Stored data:
********

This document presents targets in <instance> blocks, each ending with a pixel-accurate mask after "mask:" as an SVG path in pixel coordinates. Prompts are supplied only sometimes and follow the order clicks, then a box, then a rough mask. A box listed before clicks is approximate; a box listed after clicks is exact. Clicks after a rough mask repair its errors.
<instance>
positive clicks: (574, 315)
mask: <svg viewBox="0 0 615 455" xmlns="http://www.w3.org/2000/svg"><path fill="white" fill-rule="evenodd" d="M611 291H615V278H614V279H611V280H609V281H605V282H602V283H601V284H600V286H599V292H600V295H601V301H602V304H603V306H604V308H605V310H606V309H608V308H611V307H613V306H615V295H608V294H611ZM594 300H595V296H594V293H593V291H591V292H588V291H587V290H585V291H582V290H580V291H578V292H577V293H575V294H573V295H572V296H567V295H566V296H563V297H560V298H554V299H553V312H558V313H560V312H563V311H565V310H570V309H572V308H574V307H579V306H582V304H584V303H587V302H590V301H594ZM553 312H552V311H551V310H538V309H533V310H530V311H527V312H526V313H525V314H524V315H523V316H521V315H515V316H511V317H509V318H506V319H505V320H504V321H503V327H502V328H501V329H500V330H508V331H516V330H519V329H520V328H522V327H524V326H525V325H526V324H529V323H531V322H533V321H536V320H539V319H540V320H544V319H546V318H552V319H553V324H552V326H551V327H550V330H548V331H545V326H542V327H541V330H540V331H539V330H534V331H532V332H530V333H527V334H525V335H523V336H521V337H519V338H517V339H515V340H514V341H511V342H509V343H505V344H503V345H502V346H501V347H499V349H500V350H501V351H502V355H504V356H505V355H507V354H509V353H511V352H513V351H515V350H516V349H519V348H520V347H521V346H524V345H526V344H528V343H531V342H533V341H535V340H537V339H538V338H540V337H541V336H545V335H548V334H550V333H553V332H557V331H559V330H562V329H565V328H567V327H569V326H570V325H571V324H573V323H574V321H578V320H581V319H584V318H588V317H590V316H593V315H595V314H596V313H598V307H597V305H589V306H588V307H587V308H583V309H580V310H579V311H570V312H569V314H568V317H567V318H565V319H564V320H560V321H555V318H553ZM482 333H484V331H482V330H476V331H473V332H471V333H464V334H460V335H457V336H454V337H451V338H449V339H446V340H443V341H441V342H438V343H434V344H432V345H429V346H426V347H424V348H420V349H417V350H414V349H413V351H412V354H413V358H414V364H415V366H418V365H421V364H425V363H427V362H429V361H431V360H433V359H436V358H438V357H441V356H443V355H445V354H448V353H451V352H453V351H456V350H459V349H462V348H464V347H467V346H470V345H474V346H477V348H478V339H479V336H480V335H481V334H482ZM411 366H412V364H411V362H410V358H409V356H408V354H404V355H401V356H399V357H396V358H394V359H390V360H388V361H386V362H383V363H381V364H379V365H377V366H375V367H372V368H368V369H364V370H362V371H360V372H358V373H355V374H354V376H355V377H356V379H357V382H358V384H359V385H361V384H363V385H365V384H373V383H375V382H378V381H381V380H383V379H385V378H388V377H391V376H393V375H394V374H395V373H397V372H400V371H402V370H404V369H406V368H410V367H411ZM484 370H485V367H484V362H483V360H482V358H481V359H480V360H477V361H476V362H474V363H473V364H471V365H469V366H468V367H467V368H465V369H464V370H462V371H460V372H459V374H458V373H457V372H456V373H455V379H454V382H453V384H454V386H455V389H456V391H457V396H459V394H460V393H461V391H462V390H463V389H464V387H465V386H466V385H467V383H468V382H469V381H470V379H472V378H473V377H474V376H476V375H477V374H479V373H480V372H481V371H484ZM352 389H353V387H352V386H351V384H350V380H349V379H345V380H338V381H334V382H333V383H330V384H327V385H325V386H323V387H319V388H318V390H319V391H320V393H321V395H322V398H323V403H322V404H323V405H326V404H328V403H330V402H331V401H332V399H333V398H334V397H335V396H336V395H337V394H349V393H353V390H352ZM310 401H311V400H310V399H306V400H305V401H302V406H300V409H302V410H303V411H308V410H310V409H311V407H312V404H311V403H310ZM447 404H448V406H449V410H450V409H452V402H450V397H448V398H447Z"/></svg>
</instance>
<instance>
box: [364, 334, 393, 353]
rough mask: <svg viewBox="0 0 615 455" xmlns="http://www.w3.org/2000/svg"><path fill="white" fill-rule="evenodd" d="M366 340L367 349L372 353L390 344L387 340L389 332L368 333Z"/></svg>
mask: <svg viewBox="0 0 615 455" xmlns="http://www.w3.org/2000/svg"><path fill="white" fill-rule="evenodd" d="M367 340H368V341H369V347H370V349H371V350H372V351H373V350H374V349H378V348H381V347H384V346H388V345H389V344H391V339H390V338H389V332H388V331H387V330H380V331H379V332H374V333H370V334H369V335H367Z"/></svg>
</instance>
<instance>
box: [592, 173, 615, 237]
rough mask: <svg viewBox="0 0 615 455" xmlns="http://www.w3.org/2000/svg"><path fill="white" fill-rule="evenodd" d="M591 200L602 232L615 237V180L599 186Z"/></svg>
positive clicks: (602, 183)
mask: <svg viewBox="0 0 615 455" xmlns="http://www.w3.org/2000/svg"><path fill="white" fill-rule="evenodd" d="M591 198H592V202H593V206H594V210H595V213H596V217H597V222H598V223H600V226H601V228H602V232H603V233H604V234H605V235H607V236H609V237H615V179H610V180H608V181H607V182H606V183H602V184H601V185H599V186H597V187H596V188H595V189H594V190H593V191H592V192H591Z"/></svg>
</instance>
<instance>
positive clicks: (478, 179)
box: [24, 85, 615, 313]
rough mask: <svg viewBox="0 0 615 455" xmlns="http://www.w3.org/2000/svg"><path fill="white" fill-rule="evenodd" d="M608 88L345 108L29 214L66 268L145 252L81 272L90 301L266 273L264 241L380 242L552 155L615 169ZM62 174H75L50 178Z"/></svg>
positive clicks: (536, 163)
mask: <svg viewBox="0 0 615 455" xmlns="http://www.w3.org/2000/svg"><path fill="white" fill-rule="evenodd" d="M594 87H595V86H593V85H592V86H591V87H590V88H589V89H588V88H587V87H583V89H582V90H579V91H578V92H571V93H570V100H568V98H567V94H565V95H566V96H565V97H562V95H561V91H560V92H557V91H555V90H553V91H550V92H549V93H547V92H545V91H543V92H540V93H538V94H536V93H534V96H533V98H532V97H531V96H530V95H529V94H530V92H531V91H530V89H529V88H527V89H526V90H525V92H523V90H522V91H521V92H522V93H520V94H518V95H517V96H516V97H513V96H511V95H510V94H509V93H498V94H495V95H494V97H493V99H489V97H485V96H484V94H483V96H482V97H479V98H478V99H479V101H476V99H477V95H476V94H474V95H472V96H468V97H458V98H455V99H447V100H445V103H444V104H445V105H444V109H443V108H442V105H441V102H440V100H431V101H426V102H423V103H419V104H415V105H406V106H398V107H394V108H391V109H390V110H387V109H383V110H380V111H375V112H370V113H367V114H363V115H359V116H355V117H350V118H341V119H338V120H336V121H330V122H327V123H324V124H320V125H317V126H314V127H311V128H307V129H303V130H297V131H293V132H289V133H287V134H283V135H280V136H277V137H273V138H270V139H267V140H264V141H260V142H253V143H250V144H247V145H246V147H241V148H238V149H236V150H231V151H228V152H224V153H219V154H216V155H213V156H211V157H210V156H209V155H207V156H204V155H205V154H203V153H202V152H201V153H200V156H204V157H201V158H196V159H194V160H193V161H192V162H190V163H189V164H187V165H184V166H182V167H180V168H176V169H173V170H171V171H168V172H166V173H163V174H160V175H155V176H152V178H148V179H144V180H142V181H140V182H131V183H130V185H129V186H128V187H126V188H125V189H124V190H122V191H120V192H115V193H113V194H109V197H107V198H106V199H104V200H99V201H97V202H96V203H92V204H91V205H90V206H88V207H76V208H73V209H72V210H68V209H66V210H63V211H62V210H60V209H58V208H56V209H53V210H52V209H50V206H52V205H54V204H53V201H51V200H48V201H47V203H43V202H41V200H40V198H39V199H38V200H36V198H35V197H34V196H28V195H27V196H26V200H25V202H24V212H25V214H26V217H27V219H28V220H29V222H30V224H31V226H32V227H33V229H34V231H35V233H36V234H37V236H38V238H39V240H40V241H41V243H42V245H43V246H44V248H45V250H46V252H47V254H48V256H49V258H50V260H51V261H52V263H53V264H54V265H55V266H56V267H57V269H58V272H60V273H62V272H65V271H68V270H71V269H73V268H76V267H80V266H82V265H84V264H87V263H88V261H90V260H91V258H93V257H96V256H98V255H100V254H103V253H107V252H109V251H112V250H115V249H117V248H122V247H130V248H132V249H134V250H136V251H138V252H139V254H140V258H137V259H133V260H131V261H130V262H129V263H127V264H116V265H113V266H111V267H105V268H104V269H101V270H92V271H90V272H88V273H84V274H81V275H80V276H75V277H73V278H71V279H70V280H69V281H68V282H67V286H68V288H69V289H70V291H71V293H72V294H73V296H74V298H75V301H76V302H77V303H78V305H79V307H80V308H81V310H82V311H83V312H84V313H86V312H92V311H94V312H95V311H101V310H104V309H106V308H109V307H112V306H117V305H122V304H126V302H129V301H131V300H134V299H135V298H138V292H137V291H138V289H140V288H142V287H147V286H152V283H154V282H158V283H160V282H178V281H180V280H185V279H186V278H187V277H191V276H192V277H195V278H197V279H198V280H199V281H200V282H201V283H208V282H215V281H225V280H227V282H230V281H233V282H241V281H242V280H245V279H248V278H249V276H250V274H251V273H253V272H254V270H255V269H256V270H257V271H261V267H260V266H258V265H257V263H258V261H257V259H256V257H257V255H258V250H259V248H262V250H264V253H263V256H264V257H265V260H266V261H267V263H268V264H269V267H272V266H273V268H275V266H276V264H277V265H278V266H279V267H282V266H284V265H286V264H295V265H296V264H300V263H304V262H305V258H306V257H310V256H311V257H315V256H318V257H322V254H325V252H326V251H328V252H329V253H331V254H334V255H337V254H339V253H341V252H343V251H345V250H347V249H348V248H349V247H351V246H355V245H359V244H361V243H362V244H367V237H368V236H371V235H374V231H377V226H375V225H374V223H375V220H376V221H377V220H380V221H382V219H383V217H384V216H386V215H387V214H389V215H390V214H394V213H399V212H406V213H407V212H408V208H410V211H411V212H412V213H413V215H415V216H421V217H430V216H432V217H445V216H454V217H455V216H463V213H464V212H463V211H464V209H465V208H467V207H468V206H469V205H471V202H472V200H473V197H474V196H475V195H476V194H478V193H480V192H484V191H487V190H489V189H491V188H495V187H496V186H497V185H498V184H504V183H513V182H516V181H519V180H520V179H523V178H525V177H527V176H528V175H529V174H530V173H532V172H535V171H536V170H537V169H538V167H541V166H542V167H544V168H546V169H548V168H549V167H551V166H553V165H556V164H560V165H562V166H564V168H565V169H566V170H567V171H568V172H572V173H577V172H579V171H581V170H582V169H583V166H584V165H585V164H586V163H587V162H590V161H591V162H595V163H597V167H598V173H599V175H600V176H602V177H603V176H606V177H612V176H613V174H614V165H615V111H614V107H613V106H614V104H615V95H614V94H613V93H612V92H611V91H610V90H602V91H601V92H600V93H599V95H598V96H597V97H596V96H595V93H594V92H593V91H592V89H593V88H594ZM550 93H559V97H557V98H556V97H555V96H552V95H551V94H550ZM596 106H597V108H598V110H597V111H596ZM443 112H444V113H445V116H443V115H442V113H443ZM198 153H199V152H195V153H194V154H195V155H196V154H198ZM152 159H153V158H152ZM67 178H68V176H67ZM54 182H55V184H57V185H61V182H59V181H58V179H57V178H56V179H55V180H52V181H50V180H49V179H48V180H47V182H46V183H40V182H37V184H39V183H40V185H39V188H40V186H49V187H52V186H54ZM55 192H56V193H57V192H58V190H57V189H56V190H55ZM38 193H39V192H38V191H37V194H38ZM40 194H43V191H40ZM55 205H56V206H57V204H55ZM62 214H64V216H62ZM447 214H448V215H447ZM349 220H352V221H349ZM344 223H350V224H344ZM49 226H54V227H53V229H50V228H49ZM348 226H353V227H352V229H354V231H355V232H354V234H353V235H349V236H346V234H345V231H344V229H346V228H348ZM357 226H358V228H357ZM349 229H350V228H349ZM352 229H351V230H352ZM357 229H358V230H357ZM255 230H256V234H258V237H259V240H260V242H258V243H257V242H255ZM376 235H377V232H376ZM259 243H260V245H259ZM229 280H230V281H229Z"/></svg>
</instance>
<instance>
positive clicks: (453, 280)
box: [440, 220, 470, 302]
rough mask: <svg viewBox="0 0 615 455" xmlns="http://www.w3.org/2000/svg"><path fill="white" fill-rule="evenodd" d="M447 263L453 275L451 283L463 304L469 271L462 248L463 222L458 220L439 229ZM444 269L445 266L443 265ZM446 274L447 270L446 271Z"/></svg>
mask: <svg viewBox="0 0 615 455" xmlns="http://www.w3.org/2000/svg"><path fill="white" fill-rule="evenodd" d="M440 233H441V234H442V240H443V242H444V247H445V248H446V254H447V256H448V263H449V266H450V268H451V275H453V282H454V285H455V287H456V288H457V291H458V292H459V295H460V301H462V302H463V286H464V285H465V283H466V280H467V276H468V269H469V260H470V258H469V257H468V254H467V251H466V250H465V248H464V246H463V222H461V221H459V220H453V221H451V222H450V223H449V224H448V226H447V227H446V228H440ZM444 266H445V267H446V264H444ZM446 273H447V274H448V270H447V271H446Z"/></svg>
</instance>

********

§ **WHAT TO WORK ON**
Please transcribe exactly the lines above from the line that has "positive clicks: (602, 183)" up to and including the line that has "88L345 108L29 214L66"; no other line belongs in the answer.

§ **RESPONSE FOR THIS EXERCISE**
positive clicks: (602, 183)
mask: <svg viewBox="0 0 615 455" xmlns="http://www.w3.org/2000/svg"><path fill="white" fill-rule="evenodd" d="M591 198H592V202H593V206H594V210H595V213H596V217H597V222H598V223H600V226H601V228H602V232H603V233H604V234H605V235H607V236H609V237H615V179H610V180H608V181H607V182H606V183H602V184H601V185H599V186H597V187H596V188H595V189H594V190H593V191H592V192H591Z"/></svg>
</instance>
<instance>
positive clicks: (478, 179)
box: [24, 85, 615, 313]
rough mask: <svg viewBox="0 0 615 455" xmlns="http://www.w3.org/2000/svg"><path fill="white" fill-rule="evenodd" d="M608 88L345 108L29 214L66 268L145 252L81 272L90 301L266 273L264 241L380 242L552 155L615 169ZM62 174H75L50 178Z"/></svg>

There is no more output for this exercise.